— Required work —
Write out exactly the line containing "Where can you see the front wheel" along with each line that follows it in the records below, and no others.

Records from a collection:
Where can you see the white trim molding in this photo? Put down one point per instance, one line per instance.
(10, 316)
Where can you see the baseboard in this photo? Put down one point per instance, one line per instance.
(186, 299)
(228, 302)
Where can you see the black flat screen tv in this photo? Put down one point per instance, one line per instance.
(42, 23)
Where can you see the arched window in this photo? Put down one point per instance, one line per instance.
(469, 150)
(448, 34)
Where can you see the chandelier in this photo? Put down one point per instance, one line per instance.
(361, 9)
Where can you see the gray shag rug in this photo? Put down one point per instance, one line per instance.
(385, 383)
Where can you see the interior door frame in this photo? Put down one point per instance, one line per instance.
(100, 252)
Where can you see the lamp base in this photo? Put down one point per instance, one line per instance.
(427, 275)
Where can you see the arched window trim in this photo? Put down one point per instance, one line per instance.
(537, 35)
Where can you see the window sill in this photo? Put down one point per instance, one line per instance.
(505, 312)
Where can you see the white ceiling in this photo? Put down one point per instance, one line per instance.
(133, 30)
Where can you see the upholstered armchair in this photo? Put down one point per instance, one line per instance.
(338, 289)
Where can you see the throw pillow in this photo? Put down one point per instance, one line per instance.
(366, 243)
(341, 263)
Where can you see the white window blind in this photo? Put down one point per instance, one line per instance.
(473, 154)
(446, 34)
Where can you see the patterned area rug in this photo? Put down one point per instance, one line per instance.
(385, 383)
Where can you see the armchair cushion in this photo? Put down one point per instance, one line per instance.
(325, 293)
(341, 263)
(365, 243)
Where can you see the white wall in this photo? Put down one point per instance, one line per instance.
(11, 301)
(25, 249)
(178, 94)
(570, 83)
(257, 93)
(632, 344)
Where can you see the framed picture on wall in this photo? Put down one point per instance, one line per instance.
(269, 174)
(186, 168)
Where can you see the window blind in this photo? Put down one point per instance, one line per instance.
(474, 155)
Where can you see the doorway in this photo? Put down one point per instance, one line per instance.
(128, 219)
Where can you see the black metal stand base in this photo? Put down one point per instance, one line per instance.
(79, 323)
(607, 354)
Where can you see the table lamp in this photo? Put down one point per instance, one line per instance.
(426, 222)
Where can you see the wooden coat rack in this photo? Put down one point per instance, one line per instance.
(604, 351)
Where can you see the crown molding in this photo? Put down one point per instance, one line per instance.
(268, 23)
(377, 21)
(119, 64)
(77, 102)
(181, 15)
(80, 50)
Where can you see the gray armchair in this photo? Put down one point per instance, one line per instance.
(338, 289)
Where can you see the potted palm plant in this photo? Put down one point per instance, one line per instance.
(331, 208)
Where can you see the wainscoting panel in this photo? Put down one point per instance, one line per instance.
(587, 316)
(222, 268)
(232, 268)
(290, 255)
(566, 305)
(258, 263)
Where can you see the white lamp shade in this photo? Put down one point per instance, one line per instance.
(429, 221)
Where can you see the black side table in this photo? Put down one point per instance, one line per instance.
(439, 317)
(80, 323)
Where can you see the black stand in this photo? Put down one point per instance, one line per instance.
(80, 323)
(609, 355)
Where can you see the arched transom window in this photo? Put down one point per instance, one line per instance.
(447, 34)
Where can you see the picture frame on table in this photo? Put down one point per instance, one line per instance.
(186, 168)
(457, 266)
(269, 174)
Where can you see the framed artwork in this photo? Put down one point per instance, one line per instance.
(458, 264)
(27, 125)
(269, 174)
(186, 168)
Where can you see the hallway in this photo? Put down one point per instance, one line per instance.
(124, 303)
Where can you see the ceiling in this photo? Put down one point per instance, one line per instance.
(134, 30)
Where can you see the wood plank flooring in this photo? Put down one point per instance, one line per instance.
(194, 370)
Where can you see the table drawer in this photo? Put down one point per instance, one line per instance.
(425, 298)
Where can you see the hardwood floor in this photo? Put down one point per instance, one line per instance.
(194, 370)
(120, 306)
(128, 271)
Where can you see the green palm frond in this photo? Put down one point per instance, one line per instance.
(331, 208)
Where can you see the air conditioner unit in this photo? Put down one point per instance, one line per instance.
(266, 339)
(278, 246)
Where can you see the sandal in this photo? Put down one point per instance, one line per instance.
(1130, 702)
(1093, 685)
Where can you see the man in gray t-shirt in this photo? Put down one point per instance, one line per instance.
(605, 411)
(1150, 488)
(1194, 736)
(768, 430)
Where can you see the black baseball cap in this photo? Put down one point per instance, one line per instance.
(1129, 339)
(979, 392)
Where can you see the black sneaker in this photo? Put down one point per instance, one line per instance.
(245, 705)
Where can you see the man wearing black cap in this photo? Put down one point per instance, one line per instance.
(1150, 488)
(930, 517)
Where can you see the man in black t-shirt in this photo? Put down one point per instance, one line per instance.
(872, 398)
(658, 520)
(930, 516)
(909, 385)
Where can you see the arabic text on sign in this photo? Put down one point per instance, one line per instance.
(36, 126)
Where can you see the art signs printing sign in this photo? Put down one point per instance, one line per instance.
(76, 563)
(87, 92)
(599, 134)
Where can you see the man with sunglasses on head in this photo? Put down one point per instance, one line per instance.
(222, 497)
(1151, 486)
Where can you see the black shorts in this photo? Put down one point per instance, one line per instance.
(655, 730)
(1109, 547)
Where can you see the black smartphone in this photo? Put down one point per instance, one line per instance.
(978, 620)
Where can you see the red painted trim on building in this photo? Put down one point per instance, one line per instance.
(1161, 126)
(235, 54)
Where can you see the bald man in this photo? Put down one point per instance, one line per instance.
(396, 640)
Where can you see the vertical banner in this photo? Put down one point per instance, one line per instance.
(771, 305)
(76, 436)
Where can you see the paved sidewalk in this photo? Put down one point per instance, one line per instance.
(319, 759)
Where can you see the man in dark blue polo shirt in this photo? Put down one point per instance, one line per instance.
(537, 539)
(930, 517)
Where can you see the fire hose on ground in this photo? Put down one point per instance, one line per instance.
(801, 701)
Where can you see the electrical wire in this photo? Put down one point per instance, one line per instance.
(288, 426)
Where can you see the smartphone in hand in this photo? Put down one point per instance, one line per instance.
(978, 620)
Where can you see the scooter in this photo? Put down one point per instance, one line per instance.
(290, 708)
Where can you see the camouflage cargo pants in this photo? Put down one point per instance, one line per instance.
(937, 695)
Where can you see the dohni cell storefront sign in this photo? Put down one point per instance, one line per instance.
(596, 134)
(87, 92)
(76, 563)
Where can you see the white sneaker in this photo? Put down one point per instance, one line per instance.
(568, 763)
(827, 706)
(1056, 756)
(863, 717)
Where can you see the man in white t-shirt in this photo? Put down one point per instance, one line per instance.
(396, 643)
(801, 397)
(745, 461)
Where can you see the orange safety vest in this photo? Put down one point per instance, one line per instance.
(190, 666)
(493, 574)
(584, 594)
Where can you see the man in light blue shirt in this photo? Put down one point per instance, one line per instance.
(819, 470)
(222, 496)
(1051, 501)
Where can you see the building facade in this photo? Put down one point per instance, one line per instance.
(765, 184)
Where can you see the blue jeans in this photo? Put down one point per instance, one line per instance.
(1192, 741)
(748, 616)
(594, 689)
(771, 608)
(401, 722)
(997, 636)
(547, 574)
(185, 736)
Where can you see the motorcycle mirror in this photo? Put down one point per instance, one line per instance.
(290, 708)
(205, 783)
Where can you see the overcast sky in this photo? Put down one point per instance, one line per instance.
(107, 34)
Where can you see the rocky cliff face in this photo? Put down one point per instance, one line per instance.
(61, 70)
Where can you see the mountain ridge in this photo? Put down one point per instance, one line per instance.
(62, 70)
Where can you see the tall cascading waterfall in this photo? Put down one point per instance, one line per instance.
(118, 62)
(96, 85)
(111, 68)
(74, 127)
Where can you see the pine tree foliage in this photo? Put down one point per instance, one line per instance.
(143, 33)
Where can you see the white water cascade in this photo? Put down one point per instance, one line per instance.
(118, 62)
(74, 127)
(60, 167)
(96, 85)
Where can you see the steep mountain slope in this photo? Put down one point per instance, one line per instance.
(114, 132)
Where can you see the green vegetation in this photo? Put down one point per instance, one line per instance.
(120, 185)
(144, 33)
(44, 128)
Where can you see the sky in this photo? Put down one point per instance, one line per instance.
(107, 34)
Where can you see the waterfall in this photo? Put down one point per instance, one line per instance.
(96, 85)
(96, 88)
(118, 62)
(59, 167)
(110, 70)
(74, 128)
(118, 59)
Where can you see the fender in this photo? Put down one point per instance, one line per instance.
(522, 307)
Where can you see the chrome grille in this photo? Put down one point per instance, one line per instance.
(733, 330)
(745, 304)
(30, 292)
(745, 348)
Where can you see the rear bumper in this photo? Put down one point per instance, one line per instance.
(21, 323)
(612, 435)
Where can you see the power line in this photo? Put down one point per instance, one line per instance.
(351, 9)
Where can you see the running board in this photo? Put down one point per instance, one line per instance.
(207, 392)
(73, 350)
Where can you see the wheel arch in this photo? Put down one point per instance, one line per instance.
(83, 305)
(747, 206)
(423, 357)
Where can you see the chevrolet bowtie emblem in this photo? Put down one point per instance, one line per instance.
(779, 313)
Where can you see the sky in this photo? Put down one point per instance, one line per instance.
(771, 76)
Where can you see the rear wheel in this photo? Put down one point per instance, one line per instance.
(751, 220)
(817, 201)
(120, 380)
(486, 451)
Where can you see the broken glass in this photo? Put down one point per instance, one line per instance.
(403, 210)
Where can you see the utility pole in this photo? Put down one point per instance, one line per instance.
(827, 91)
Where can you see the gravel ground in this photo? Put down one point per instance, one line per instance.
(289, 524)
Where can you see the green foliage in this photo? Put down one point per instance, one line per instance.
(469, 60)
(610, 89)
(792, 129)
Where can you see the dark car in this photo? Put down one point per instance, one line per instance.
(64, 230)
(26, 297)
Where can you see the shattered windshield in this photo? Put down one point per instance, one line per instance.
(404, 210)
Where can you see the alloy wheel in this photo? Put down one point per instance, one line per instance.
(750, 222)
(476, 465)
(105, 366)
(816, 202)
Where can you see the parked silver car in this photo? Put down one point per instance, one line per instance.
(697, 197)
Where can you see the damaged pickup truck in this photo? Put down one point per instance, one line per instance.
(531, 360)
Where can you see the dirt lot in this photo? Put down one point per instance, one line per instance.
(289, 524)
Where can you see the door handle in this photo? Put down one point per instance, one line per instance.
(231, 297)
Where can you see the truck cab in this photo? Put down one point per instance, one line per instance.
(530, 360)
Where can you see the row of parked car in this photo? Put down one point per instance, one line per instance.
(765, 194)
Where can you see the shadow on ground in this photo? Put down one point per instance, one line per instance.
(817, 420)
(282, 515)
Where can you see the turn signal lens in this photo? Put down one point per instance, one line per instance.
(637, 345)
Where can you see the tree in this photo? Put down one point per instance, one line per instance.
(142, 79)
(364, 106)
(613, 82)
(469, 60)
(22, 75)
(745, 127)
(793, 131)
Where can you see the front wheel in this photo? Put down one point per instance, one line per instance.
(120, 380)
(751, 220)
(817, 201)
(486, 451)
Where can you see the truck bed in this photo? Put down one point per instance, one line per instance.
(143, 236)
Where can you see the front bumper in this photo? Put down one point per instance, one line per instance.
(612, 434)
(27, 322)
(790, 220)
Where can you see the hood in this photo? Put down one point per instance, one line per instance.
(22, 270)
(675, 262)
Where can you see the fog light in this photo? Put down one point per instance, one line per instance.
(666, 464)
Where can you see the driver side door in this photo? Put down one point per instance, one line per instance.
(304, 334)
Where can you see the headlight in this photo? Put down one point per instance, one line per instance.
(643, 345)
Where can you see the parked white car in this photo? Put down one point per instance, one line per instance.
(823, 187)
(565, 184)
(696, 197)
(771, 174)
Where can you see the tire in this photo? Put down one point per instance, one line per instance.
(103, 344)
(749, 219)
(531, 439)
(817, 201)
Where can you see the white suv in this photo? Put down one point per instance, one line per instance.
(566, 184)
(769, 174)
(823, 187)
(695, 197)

— Reply to the task —
Where can you see the front wheel in this photo? Put down one point per instance, one line per instance.
(120, 380)
(751, 220)
(817, 201)
(486, 451)
Where can you see the truck bed in this photo? Put down one point per instance, one line per instance.
(143, 236)
Where can you see the front bumper in this photo? Put down one point per instance, one line per instance.
(612, 434)
(27, 322)
(790, 220)
Where can you see the hood in this photo? Put down one point per instance, one line per instance.
(22, 270)
(675, 262)
Where can you see the fog light in this photo? Put down one point per instance, one line per instance.
(666, 464)
Where can you see the driver side door in this photo? Put down one point per instance, one line per instance.
(304, 334)
Where can you see the headlight in this photo? Put down one point per instance, one line per instance.
(643, 345)
Where can you see the parked white car in this photo? Put down one point per instance, one line per instance.
(823, 187)
(565, 184)
(696, 197)
(771, 174)
Where can you see the tire in this photo? Put down one point per instance, one line per instance.
(103, 344)
(749, 219)
(531, 439)
(817, 201)
Where can you see the white suv in this photo? Put down one point per instance, one line per instance.
(566, 184)
(769, 174)
(823, 187)
(695, 197)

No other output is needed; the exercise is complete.